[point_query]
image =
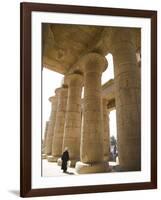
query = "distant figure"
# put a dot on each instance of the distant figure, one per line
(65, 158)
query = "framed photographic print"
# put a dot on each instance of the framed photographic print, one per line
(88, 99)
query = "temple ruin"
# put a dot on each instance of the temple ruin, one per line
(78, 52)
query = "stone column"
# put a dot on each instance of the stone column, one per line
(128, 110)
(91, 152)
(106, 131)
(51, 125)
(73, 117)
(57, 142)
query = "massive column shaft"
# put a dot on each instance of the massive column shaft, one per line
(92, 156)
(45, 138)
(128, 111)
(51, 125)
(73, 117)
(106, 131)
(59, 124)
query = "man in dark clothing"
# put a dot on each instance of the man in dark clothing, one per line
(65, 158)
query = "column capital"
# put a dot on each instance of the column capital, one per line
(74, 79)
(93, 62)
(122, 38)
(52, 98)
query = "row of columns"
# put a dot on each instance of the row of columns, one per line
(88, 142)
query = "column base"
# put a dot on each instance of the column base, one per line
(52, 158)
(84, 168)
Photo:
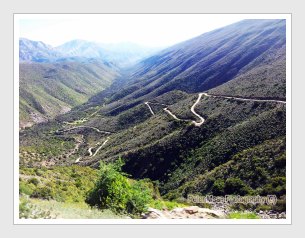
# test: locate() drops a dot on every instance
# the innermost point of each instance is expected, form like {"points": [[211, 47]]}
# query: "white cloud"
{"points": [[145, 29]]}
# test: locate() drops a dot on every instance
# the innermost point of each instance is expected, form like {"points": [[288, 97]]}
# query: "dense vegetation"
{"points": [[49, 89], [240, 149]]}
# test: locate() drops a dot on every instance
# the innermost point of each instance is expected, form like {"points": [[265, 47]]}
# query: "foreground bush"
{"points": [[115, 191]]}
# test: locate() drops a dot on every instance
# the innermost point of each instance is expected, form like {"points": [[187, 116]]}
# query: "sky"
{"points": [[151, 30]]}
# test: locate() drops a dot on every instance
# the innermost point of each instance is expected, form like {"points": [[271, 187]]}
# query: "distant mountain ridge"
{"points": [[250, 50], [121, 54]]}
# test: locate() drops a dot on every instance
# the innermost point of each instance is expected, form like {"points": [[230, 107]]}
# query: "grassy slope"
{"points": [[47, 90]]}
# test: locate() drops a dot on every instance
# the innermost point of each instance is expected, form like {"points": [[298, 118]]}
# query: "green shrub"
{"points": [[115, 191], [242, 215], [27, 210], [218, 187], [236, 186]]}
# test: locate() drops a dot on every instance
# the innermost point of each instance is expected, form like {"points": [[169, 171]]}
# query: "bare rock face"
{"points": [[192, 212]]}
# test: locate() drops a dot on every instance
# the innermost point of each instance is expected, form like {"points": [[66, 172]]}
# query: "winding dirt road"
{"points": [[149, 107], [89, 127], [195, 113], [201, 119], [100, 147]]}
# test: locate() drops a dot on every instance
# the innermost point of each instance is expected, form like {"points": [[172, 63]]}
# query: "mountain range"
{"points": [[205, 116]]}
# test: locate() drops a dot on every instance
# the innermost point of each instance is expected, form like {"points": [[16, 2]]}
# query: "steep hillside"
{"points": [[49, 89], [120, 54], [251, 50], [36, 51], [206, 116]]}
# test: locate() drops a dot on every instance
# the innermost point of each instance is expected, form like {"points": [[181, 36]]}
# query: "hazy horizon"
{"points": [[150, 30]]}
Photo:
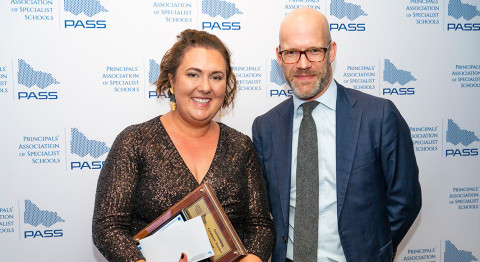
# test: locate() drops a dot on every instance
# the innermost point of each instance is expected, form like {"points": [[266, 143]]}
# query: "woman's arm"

════

* **GOAL**: Write the listing out a second time exactly, dropping all images.

* **RESPONSE TO THIS EXERCISE**:
[point_query]
image =
query = "distant figure"
# put a dot on each instance of the distant figure, one per line
(65, 158)
query = "framed photographic print"
# put a dot on each instance of the framed photographic print, one per line
(88, 99)
query = "temple ruin"
# put a dot on each instance of the temple ruin, one per line
(78, 52)
query = "stone column"
# put a dot on each instance of the stone column, one per line
(128, 110)
(91, 152)
(106, 131)
(51, 125)
(73, 117)
(57, 142)
query = "massive column shaft"
# put a dot on each instance of the massive column shaft, one per line
(92, 156)
(45, 138)
(128, 111)
(51, 125)
(73, 117)
(106, 131)
(59, 124)
query = "man in dark clothing"
# put a dot on each instance of the man in dark clothing, one per line
(65, 158)
query = "column capital"
# put a dot on each instance of the column capital, one per line
(74, 79)
(93, 62)
(122, 38)
(52, 98)
query = "row of columns"
# put a dot on each instance of the row of columns, one per line
(88, 142)
query = "column base"
# put a dot on each instance of the column base, one per line
(52, 158)
(84, 168)
Photo:
# test: locate() drops a dot on every instance
# the innermost point of each instance is expected, form like {"points": [[211, 47]]}
# query: "white cloud"
{"points": [[145, 29]]}
# test: locate() drops a dot on every instance
# the innermost point of each instance is expected, form like {"points": [[288, 97]]}
# query: "dense vegetation"
{"points": [[49, 89], [240, 149]]}
# test: locate() drops a dot on every instance
# the innermost point of each instance is expected, form like {"points": [[265, 47]]}
# query: "foreground bush"
{"points": [[115, 191]]}
# test: locate() drops a dot on every instance
# the innermost point of each instance is expected, form like {"points": [[187, 116]]}
# query: "sky"
{"points": [[151, 30]]}
# test: locate() drops a dot on every instance
# the innermost point of each instance is expected, form like {"points": [[271, 187]]}
# query: "distant mountain ridge"
{"points": [[250, 50], [121, 54]]}
# test: locate() drops a dot on every instance
# the innermost point of each instance is expected, form like {"points": [[230, 107]]}
# query: "grassy slope"
{"points": [[47, 90]]}
# test: locate() drops a dot on every instance
# the innermost point of each instance is expected, form like {"points": [[298, 118]]}
# query: "green shrub"
{"points": [[115, 191], [242, 215], [27, 210], [218, 187], [236, 186]]}
# test: locate() drops a dot on every instance
# the innermost point of each instance is expected, form like {"points": [[169, 171]]}
# query: "bare rock face"
{"points": [[192, 212]]}
# test: locate() drops a dot on every instance
# the innermost point of each instance is expected, form like {"points": [[66, 172]]}
# query: "winding dirt road"
{"points": [[149, 107], [89, 127], [195, 113], [201, 119], [100, 147]]}
# test: locate() drops a dot on every instance
# the innermost point of each instance is expected, form like {"points": [[172, 63]]}
# query: "mountain range"
{"points": [[205, 116]]}
# test: locate() drops a dot on every instance
# the innermost point of each instance is expected, form like {"points": [[16, 2]]}
# query: "steep hillside"
{"points": [[49, 89], [120, 54], [251, 50], [36, 51], [206, 116]]}
# test: locate() drops a dot on every instance
# the innermost point of each instance is expected, form like {"points": [[181, 36]]}
# query: "hazy horizon"
{"points": [[150, 30]]}
Photo:
# test: locate() drops a dot on every instance
# the innermost point of each instance is expected, form like {"points": [[266, 143]]}
# query: "woman's arm"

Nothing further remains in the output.